Теперь Леонид Кузьмич живет в Куйбышеве, и его рассказ, очевидно, характерен для участников апрельских походов по тылам немцев под Демянском в 1942 году.
«Мы выполняли роль передового отряда. Мы – это ребята из разведроты П.Ф. Малеева, что после боя под Бобково – Пенно очутились на болоте Невий Мох. Командовал нами Ефим Бабиков. Среди группы были мои боевые друзья Глеб Клепиков, Павел Шадрин, Гриша Ярополов, Коля Трошков.
Интересно, как нас подбирали. Дело было в Зуевке. Прибыло нас туда из Перми (тогда город Молотов) человек двести. Все ребята – кровь с молоком!.. Построили. Старший лейтенант громко: «Кто желает в разведку?.. Два шага вперед!» Вышагнули все до одного. Пришлось командиру выбирать самому. Покрепче которые… Какое-то особое чутье было у командира – все отобранные им в тылу немцев показали себя истинными патриотами. Сам я не коренной уралец, но ребят зауважал в походе. Прямодушные, отчаянные, в бою с комсомольским огоньком и преданность свою показывали не на словах, а в боевых действиях.
В Пермь я попал по распределению из Воронежа, где окончил техникум советской торговли. Был товароведом и секретарем комсомольской организации треста столовых. Горком ВЛКСМ не устоял под напором: как добровольца отрядили в воздушно-десантную часть.

Задание 1: Перепишите без изменений фрагмент воспоминаний о походах под Демянском: всё от слов "Теперь Леонид Кузьмич" вниз до слов "Ярополов, Коля Трошков.".
Задание 2: Сколько человек прибыло в Зуевку из Перми, согласно воспоминаниям о походах под Демянском?
Задание 3: Допишите следующую часть воспоминаний о походах по тылам немцев под Демянском, начав сразу после последнего предложения.

Исходные данные:

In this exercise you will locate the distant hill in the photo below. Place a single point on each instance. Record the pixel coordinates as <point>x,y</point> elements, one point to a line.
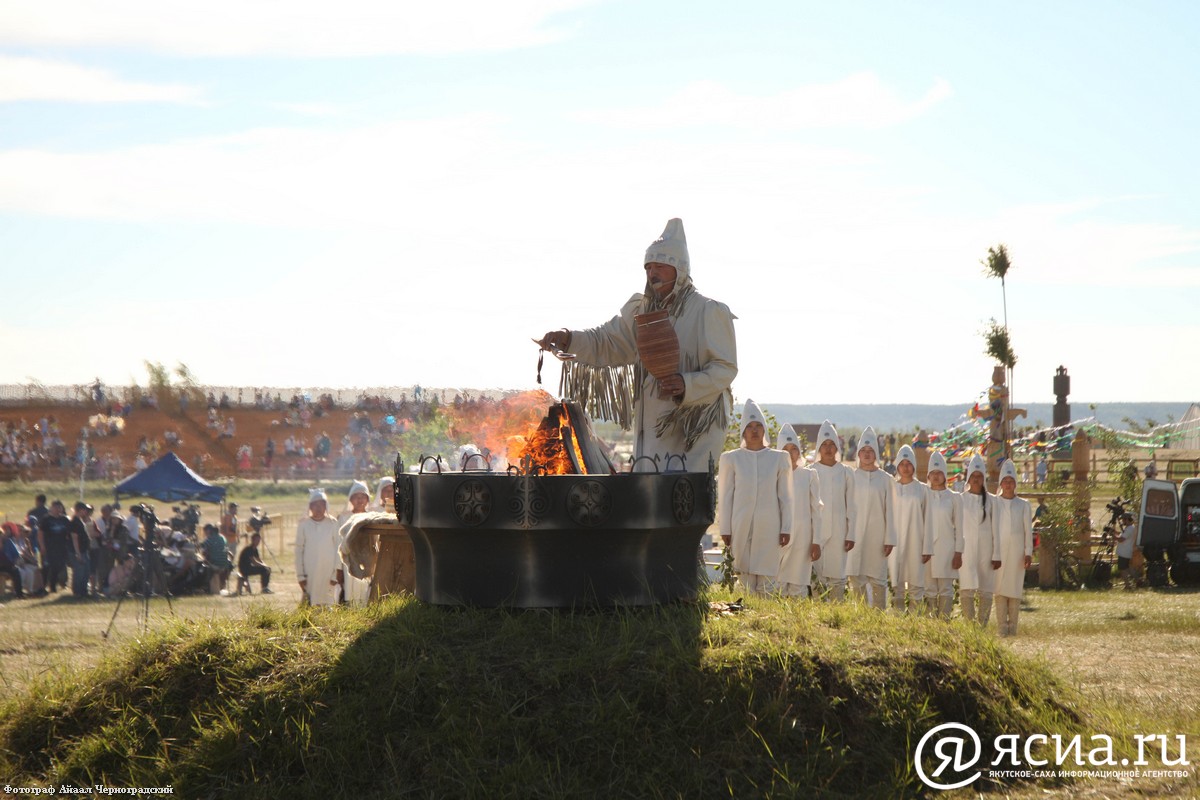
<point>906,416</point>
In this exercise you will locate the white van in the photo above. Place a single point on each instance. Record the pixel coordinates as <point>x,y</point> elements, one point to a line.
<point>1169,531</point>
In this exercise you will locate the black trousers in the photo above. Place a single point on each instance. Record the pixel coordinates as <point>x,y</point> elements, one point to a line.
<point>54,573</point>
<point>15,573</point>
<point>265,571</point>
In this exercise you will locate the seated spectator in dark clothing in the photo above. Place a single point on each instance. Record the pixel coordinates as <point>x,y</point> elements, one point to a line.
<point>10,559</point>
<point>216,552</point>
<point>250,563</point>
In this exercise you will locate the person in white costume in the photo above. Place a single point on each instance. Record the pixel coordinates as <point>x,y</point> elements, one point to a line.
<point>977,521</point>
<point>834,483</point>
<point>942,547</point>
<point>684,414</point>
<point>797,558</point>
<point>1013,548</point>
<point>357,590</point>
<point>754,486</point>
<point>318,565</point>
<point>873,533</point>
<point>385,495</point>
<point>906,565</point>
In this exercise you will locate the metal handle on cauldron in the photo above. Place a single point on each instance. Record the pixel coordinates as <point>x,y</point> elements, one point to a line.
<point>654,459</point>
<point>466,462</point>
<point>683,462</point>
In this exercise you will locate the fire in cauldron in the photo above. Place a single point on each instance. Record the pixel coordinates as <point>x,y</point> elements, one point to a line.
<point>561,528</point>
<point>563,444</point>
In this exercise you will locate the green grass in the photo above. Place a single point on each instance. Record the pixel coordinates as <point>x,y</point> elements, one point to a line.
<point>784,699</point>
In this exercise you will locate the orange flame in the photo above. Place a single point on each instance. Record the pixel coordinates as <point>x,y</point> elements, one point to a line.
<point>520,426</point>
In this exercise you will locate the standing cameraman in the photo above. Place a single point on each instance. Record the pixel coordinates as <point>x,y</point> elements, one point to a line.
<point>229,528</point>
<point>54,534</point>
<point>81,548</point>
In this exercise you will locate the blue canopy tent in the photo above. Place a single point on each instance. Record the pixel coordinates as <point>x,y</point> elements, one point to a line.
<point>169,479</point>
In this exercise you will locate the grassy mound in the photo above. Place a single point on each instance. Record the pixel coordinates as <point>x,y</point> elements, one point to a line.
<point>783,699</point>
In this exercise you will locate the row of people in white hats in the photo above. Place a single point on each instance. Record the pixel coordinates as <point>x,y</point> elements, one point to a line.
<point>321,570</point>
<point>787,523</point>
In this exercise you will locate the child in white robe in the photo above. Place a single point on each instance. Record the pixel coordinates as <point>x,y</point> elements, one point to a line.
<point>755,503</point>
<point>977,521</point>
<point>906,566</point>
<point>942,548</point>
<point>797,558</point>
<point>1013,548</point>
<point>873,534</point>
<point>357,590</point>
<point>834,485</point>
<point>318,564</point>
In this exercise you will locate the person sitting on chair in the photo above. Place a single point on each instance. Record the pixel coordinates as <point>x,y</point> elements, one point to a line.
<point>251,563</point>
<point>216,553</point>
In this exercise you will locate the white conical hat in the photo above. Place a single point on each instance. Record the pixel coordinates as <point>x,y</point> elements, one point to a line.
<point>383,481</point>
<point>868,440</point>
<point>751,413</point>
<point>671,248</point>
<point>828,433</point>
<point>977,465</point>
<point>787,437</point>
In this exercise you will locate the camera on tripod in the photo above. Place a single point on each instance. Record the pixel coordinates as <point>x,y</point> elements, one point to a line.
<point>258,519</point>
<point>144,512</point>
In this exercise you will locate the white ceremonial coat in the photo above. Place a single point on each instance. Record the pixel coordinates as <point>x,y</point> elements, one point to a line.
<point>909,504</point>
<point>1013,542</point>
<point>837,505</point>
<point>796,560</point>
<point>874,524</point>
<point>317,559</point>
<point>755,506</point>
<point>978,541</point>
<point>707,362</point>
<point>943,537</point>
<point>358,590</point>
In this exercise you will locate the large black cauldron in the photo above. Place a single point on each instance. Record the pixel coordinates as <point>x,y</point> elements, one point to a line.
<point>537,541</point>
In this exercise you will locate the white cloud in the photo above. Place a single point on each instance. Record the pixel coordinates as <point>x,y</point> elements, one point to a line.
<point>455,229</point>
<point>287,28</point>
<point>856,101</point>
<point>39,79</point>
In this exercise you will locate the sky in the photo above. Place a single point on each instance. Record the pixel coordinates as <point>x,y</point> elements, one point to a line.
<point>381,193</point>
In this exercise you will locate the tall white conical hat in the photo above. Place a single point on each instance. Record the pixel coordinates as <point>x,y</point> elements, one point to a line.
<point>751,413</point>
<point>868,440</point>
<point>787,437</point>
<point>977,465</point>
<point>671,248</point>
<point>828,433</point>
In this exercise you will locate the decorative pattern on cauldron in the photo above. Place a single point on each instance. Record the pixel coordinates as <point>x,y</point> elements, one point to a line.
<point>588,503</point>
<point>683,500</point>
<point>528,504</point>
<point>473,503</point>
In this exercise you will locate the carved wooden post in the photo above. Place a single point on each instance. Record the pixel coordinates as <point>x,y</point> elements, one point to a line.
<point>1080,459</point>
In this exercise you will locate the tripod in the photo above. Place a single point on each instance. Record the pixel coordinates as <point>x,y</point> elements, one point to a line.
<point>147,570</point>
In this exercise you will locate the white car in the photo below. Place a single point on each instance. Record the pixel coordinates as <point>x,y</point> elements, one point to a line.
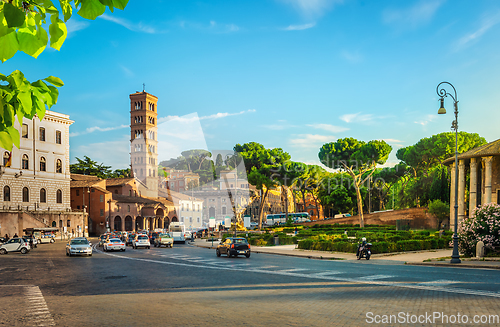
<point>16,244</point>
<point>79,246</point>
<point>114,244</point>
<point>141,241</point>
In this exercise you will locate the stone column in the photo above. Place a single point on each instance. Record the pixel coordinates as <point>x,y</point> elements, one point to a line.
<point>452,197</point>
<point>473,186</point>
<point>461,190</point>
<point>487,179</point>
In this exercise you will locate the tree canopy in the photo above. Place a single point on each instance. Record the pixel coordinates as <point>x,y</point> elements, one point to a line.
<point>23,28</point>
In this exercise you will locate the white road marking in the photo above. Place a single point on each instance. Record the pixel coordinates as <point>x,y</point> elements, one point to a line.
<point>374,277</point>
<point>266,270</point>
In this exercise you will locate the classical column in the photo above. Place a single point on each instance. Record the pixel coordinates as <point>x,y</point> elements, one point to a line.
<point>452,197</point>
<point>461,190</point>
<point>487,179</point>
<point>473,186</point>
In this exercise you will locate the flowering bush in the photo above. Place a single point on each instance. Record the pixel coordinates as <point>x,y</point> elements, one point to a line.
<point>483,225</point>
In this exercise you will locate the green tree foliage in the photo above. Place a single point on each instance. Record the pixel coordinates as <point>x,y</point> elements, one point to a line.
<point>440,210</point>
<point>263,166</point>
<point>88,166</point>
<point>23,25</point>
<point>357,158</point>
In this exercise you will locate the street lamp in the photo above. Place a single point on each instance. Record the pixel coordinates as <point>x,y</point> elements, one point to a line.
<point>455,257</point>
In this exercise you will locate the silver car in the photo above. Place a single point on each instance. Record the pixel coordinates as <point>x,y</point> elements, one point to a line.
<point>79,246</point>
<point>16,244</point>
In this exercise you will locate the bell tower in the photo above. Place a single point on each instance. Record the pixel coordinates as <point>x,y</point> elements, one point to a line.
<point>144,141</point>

Ответ 1:
Теперь Леонид Кузьмич живет в Куйбышеве, и его рассказ, очевидно, характерен для участников апрельских походов по тылам немцев под Демянском в 1942 году.
«Мы выполняли роль передового отряда. Мы – это ребята из разведроты П.Ф. Малеева, что после боя под Бобково – Пенно очутились на болоте Невий Мох. Командовал нами Ефим Бабиков. Среди группы были мои боевые друзья Глеб Клепиков, Павел Шадрин, Гриша Ярополов, Коля Трошков.

Ответ 2: Около двухсот человек.

Ответ 3:
В тылу у немцев ребятам из роты П.Ф. Малеева доставалось, пожалуй, больше других десантников: лыжню бить – разведка, выявить огневые точки – разведчики, взять «языка» – наше дело, найти участок для безопасного движения – опять же мы, разведчики. Как-то поручили нашему отделению узнать силы фашистов в населенном пункте. Потопали. Вместо деревни – печные трубы голые, заснеженные. Из повалившейся избы вышла старуха. Голова в мешковине. Руки трясутся: «Когда же, соколики, вызволите нас?» На голоса прибрела еще одна женщина. Слезы. Всхлипы. Рвут сердце в клочья!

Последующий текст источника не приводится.